**TO DO:**
From the records below, set down verbatim only the lines starting at the line that contains "Target: steep rock outcrop" and ending at the line that contains "top-left (60, 157), bottom-right (464, 263)", including both of those lines.

**RECORD EXCERPTS:**
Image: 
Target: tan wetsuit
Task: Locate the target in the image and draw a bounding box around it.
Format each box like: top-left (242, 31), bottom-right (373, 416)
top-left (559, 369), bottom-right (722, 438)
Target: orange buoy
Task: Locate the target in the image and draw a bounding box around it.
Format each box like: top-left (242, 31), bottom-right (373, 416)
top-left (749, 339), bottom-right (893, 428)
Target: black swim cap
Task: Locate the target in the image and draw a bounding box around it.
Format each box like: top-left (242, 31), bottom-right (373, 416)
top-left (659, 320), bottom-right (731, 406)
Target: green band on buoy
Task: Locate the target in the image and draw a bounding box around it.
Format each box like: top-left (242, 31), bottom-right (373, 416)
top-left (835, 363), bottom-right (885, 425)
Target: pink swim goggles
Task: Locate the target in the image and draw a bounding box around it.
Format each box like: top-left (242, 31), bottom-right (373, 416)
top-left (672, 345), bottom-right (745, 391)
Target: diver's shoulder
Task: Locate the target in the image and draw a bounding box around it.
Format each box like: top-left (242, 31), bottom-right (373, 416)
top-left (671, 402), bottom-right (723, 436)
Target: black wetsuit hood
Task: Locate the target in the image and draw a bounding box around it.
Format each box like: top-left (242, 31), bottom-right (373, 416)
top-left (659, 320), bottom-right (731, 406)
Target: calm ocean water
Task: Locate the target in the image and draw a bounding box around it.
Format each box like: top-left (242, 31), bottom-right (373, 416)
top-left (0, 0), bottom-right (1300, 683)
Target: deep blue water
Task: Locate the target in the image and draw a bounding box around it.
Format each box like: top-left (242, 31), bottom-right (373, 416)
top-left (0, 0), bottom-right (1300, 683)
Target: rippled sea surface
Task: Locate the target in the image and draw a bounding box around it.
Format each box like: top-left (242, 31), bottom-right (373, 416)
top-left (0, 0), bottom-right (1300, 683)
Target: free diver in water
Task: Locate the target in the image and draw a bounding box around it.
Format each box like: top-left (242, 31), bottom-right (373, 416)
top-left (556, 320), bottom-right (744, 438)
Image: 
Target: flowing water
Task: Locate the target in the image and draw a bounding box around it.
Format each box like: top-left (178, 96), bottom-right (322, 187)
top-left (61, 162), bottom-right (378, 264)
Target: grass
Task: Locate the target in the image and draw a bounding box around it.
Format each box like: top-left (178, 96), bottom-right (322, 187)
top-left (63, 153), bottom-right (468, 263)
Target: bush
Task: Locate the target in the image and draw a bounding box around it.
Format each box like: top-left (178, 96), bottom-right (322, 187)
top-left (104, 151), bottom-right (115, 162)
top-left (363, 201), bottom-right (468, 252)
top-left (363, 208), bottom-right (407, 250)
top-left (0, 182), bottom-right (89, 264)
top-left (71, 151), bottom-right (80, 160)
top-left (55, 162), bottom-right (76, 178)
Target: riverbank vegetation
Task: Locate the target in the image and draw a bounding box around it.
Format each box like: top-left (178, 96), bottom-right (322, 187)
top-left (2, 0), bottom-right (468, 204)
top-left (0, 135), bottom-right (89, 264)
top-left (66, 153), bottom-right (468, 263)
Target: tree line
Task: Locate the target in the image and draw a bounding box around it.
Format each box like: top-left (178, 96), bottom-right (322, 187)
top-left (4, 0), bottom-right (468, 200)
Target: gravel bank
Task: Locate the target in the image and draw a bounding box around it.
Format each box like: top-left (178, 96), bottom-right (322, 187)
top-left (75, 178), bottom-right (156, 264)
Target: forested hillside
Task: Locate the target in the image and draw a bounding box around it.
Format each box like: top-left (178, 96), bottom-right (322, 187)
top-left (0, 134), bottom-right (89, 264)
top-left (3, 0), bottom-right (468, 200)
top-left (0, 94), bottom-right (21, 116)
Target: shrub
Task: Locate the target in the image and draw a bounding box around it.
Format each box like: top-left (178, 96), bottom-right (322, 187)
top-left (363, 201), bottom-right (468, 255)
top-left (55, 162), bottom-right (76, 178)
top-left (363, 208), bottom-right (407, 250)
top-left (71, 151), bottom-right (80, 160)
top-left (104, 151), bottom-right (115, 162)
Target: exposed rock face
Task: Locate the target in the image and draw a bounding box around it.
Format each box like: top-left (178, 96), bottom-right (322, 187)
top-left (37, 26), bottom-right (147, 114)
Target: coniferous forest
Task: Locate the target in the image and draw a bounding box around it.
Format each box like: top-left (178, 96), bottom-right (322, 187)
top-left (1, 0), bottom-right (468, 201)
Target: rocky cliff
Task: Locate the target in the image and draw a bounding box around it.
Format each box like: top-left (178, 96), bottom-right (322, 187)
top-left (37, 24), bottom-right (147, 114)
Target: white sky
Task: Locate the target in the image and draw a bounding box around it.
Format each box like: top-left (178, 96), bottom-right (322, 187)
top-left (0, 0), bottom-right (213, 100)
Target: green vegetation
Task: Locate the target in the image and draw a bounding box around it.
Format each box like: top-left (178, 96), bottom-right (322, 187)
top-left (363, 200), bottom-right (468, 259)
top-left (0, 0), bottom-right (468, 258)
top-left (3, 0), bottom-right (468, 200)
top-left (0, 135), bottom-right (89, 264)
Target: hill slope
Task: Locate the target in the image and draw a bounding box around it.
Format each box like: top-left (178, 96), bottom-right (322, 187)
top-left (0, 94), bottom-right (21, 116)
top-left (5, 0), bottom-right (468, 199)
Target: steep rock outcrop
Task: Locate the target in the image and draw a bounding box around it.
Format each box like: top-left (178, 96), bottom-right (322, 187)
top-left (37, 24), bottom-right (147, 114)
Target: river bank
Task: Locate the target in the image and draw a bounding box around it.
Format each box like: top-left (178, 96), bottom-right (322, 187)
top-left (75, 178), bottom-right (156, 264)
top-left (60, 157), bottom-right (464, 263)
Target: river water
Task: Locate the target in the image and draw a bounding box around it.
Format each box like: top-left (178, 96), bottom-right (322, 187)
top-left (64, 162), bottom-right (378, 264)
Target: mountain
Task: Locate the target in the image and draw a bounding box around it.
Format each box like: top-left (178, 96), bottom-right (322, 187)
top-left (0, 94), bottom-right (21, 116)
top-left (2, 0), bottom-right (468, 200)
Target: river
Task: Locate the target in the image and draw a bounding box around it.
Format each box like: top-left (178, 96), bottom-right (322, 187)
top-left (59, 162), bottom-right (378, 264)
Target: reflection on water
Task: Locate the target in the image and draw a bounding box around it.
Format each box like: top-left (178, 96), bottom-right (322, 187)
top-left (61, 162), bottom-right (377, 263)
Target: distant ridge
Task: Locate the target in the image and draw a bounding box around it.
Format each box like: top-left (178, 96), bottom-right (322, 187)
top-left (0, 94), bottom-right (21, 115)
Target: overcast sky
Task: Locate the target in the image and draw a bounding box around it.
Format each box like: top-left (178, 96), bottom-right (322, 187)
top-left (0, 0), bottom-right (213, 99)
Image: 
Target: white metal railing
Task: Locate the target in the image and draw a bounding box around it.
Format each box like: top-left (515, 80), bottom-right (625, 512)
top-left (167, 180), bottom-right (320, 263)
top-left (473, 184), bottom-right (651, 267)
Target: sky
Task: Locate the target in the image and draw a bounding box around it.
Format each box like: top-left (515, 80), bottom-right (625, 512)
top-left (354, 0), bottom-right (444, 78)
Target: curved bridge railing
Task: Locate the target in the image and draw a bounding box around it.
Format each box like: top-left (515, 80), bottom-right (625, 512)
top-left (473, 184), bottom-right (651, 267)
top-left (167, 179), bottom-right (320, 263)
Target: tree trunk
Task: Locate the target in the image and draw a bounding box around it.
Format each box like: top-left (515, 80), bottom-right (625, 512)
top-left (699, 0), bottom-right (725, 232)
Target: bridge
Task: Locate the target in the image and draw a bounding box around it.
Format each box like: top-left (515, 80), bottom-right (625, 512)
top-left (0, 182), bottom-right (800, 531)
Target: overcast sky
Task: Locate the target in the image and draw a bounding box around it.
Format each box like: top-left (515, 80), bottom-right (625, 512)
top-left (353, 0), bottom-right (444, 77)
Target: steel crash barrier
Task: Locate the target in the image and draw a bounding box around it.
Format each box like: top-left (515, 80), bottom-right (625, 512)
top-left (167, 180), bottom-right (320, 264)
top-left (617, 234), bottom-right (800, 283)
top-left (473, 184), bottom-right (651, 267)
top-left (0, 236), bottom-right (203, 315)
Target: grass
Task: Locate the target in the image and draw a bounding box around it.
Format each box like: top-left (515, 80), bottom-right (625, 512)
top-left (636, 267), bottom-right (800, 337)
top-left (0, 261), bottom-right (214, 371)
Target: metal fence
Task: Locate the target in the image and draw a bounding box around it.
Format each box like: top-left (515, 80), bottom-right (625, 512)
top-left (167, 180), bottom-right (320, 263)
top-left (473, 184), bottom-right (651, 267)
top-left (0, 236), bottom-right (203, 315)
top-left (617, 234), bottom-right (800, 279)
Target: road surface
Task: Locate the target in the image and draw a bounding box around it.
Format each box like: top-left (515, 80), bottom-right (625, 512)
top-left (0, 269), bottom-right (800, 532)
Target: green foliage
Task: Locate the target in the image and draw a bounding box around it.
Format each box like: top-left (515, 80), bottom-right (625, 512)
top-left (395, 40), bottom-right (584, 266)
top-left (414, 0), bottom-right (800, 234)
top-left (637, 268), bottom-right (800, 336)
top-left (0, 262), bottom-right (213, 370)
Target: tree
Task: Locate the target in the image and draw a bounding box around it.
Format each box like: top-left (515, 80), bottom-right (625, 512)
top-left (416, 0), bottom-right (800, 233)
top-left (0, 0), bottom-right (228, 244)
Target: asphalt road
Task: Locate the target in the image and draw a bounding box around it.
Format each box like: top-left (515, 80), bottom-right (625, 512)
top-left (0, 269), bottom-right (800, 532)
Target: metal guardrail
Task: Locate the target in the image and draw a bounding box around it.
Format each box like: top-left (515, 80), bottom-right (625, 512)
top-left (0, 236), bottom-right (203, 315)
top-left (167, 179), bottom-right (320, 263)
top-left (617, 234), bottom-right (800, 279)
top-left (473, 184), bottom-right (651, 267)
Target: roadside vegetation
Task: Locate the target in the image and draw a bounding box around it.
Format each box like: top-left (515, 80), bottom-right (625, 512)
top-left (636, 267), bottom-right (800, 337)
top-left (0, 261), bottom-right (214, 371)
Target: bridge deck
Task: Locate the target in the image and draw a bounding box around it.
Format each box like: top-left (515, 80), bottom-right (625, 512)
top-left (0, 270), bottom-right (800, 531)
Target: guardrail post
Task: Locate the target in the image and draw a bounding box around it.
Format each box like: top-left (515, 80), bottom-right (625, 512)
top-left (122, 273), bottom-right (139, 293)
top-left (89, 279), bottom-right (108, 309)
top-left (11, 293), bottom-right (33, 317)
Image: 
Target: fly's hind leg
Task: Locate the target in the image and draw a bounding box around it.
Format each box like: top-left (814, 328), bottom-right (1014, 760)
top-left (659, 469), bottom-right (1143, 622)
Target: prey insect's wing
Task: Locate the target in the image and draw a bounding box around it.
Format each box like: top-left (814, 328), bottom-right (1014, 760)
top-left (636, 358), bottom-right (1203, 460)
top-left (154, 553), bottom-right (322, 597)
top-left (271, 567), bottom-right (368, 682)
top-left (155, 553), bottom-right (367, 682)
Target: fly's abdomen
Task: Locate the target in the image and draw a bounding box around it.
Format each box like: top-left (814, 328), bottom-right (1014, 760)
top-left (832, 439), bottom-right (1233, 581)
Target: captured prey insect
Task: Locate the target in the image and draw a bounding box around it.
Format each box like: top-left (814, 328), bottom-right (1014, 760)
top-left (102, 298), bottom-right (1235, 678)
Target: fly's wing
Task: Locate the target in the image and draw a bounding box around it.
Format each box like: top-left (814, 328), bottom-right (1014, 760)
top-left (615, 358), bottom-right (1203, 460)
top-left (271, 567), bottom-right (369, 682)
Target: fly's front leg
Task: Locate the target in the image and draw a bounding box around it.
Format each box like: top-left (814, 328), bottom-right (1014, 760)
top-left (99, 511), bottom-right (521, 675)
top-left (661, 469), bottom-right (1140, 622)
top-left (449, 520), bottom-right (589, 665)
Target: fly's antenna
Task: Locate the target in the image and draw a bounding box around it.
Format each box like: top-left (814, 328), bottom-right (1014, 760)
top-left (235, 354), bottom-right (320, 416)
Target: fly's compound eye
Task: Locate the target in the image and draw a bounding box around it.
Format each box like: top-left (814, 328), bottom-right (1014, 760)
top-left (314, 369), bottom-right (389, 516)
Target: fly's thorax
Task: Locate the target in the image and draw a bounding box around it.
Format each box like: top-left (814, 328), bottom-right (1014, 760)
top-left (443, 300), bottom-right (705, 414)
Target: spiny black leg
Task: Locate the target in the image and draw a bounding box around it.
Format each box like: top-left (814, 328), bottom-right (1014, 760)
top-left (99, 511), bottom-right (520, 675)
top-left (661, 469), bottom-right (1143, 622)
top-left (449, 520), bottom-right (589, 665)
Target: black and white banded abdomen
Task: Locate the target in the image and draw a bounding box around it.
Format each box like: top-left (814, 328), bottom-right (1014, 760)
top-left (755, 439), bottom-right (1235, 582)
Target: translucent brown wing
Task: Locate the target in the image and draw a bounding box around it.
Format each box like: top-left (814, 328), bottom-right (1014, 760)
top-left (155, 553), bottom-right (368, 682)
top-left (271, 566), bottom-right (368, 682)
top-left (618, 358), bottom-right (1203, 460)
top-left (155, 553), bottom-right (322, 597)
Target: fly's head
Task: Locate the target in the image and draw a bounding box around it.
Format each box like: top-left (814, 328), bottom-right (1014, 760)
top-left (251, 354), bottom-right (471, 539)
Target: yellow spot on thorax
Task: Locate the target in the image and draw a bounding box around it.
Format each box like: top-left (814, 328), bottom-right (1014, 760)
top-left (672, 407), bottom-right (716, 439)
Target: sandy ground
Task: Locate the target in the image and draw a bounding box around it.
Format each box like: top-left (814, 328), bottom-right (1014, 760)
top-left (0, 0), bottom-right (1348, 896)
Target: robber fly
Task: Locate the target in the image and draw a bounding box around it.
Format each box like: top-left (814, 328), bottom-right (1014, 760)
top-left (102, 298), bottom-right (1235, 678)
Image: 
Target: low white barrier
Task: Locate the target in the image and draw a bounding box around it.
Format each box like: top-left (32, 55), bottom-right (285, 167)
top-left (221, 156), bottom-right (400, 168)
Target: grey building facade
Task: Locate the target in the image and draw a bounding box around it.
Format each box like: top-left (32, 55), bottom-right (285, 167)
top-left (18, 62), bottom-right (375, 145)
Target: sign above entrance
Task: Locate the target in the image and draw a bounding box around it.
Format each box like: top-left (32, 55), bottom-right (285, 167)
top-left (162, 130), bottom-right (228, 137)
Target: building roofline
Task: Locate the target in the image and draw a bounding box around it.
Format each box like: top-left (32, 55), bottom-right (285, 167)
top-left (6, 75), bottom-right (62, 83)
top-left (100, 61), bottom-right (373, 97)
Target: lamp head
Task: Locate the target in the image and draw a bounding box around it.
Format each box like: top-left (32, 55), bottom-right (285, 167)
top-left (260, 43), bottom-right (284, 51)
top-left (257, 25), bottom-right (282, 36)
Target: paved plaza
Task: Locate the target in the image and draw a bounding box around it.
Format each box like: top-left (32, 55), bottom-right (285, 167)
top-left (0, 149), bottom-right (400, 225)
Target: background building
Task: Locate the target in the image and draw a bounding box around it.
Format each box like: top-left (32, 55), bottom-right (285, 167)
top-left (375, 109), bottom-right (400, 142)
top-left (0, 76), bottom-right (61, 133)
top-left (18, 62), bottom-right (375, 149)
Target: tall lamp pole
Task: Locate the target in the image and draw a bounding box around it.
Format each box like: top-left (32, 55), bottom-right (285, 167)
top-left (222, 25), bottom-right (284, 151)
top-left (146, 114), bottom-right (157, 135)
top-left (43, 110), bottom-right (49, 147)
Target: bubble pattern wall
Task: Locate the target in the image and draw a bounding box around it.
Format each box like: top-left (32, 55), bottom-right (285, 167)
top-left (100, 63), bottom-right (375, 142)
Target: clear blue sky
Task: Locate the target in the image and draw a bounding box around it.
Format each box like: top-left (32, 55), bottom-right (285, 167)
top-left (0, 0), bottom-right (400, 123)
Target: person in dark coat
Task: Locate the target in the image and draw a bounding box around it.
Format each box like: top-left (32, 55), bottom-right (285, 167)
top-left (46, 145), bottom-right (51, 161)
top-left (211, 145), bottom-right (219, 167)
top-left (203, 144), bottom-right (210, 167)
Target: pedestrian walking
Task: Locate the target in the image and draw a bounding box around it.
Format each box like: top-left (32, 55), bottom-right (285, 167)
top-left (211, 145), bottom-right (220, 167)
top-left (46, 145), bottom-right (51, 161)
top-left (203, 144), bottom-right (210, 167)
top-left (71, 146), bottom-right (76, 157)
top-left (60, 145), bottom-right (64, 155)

**SOLUTION FOR THIS EXERCISE:**
Target: steep rock outcrop
Task: Locate the target in the image and draw a bounding box around it.
Format each box like: top-left (178, 96), bottom-right (322, 187)
top-left (37, 24), bottom-right (147, 114)
Target: river bank
Task: Locate the target in the image and draw a bounding box around it.
Format each box like: top-left (178, 96), bottom-right (322, 187)
top-left (75, 178), bottom-right (156, 264)
top-left (60, 157), bottom-right (464, 263)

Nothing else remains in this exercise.